↓↓↓
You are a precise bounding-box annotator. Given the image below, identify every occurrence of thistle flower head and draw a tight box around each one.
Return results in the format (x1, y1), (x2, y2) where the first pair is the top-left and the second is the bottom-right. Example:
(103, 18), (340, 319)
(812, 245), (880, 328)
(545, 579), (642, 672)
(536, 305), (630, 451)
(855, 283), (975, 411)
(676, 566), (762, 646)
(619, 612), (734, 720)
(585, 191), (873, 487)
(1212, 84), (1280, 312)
↑↑↑
↓↓↓
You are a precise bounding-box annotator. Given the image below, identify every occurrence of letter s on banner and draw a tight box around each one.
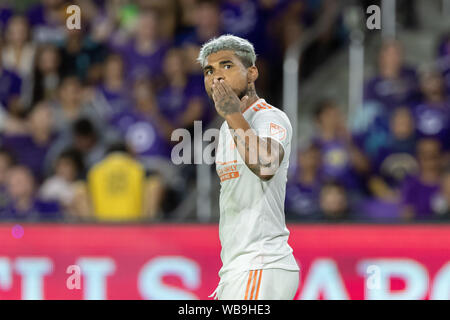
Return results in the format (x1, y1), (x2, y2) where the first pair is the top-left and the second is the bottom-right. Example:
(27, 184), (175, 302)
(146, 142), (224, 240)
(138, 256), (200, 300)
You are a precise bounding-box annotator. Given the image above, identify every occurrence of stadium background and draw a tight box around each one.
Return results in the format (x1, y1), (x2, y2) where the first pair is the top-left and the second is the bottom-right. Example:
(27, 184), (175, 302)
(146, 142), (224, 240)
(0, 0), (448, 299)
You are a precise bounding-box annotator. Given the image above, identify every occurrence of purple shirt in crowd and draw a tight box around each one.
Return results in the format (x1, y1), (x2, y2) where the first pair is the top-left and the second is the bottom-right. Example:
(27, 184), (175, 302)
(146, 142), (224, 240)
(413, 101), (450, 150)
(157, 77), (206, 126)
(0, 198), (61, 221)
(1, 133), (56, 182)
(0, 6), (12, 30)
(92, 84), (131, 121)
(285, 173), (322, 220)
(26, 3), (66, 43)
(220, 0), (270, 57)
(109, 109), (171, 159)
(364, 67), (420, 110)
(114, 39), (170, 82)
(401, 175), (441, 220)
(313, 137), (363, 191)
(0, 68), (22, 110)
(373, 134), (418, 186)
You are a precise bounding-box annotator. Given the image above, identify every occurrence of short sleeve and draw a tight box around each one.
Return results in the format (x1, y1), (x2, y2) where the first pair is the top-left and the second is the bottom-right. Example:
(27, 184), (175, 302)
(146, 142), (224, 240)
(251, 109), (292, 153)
↑↑↑
Identify the lines above that contain the word "each", then copy them.

You are a precise bounding-box annotator. Given the image below, identify every occurrence of thistle flower head and draw a tight box around each one.
You are a precise bounding-box annotator. Given the image below, identify every occurrence of letter s on banner and draw a tight box around each one.
You are a precise bounding-box annotator. Given the image above, identify every occurrence of stadium background and draw a tight box around each one.
You are a precise bounding-box annotator. Given the image above, identify every occurrence of purple shirt in crowd and draw a tight box around each one.
You are a precise bounding-box annotator. Given the image above, identify every occurrence of short sleeve and draw a tight box around each one.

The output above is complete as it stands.